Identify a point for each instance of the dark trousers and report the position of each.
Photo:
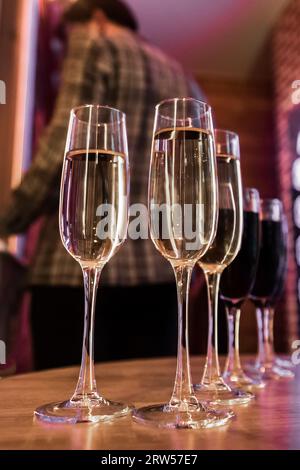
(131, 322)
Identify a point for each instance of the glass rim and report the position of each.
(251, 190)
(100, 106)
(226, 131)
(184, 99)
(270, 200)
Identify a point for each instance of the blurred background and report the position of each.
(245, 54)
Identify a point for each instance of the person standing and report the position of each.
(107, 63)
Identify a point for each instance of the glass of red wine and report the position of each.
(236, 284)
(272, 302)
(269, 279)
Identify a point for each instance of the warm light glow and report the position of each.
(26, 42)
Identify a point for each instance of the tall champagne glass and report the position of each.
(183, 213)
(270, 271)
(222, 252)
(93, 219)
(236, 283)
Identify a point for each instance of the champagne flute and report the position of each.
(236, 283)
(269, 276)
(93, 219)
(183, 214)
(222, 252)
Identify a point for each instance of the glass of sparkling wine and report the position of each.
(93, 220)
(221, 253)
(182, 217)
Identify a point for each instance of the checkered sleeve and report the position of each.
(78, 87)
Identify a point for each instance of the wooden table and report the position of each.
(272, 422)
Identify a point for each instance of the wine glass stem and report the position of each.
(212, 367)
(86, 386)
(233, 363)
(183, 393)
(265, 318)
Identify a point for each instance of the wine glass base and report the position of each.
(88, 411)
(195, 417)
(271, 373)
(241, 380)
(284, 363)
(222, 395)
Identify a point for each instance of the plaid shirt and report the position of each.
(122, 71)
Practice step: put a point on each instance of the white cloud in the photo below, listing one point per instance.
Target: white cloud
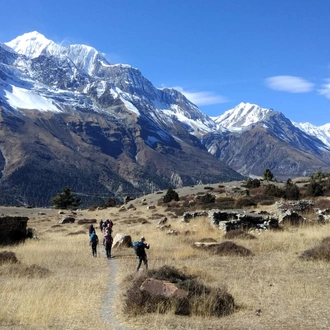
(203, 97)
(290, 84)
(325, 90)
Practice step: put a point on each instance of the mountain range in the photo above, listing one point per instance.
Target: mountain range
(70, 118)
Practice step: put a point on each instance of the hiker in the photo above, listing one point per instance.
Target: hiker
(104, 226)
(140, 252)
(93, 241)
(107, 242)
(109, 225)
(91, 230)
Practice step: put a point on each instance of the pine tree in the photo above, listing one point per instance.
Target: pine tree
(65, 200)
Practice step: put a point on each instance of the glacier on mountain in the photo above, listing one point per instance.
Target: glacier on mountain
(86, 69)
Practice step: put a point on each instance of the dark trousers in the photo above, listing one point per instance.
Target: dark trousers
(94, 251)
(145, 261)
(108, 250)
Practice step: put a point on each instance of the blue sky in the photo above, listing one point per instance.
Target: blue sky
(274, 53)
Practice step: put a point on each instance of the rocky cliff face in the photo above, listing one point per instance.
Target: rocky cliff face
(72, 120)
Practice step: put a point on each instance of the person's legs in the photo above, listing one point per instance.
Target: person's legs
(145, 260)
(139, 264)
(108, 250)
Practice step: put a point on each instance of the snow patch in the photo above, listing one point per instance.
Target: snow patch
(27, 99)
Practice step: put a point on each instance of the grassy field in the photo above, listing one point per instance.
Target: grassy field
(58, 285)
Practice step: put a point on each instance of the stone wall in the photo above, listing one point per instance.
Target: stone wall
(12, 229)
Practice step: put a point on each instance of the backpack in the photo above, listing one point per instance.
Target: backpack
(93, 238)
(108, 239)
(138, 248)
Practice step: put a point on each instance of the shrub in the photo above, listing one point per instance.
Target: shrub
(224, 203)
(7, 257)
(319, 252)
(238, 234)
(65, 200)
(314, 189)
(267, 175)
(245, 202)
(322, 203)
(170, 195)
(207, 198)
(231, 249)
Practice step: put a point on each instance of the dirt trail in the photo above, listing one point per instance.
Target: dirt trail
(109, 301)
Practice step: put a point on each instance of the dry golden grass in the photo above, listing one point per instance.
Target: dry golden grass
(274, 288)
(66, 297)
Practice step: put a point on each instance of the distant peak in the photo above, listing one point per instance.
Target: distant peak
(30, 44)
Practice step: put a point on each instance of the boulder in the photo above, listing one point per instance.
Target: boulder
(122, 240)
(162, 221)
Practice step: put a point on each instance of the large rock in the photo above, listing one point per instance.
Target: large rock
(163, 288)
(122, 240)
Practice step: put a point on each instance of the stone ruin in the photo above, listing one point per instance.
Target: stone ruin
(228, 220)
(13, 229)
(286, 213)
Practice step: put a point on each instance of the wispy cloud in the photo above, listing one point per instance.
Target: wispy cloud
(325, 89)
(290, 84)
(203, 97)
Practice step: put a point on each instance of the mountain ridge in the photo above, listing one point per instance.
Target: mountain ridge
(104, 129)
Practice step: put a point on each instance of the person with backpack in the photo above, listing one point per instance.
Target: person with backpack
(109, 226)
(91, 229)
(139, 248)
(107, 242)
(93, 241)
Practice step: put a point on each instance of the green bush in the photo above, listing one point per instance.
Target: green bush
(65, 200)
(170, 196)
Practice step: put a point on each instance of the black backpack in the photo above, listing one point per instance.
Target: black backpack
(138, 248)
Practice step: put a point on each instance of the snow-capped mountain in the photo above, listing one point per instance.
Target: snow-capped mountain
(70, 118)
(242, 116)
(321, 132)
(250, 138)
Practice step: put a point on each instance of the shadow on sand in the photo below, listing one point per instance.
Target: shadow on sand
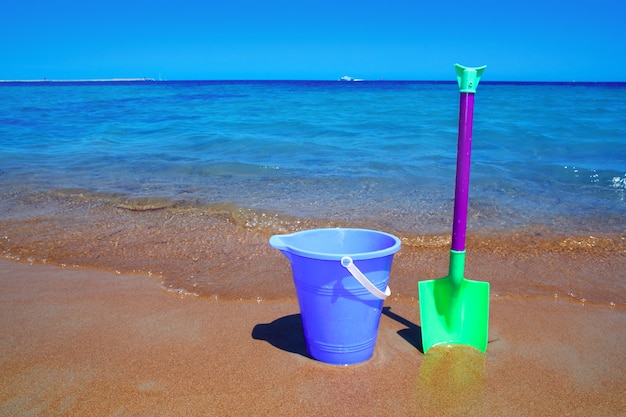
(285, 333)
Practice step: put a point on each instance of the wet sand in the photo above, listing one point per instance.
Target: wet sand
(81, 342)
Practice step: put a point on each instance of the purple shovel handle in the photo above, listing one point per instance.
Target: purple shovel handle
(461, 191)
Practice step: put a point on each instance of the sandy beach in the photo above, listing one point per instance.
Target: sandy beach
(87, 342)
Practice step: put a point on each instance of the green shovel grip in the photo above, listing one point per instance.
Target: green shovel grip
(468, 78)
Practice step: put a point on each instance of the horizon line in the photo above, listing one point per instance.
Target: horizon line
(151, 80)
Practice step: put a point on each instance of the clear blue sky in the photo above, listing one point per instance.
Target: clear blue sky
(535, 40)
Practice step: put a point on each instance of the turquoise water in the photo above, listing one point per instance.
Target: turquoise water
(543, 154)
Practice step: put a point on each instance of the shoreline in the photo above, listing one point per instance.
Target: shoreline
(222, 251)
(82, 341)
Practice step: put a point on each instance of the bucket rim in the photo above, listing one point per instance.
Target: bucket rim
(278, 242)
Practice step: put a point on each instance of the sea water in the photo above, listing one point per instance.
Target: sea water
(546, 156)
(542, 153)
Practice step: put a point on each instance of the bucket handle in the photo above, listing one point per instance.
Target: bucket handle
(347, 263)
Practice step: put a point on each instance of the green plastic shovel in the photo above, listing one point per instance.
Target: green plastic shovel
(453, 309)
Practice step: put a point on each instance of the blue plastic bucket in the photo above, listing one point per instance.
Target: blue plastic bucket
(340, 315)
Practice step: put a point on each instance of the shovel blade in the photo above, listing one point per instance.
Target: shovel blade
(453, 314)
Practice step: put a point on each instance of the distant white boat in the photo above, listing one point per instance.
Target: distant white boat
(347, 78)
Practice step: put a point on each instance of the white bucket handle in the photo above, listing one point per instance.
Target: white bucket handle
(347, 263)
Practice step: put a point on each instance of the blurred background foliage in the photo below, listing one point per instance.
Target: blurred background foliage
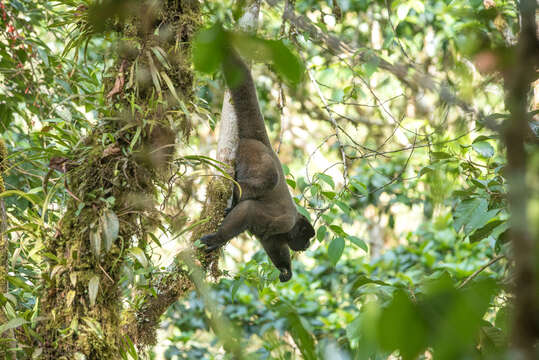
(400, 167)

--

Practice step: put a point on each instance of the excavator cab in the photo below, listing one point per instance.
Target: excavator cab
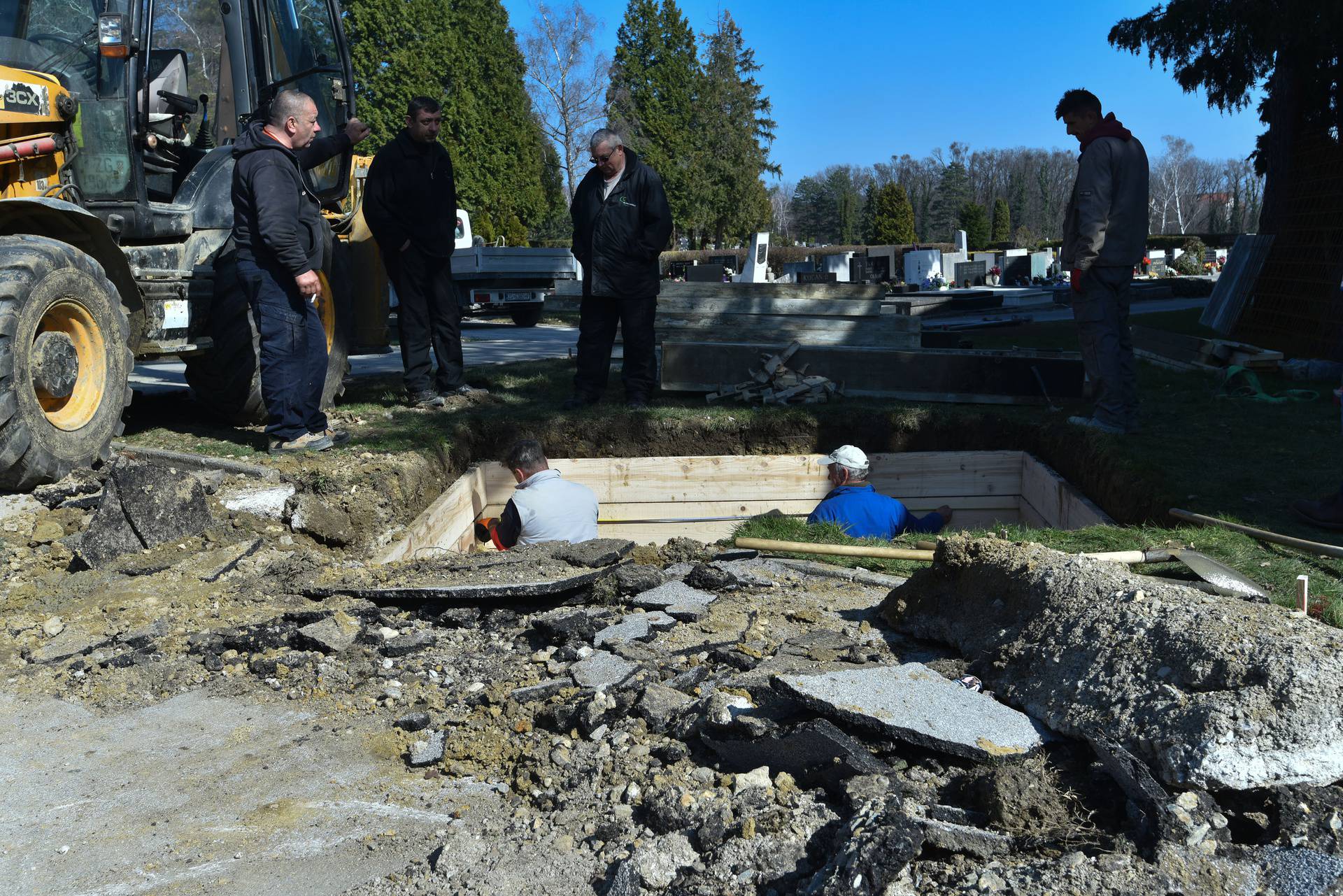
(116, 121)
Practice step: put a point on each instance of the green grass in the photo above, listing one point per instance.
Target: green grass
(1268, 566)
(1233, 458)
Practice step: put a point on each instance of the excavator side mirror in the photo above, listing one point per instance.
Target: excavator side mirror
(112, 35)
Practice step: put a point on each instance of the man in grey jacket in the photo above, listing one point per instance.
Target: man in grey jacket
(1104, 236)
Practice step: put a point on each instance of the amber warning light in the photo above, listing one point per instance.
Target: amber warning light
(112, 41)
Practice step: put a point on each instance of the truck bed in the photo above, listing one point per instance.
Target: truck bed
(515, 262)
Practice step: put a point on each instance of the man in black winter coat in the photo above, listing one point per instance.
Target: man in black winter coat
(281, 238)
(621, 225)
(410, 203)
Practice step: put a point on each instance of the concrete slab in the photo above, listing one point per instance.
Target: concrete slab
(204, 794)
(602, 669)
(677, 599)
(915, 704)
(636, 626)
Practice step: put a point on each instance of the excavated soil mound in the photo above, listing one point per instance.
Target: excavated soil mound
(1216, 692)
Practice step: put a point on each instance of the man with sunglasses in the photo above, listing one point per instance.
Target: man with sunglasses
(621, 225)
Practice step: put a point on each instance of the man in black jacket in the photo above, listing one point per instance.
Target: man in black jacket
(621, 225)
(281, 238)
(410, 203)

▸ What to produce
Please return each line of the material above that contains the string "slab", treating uppercase and lowercase as different.

▸ The response
Practice step: put a point on each instance of the concrete slab in the photo above, listing one point per instance.
Target: concrete slab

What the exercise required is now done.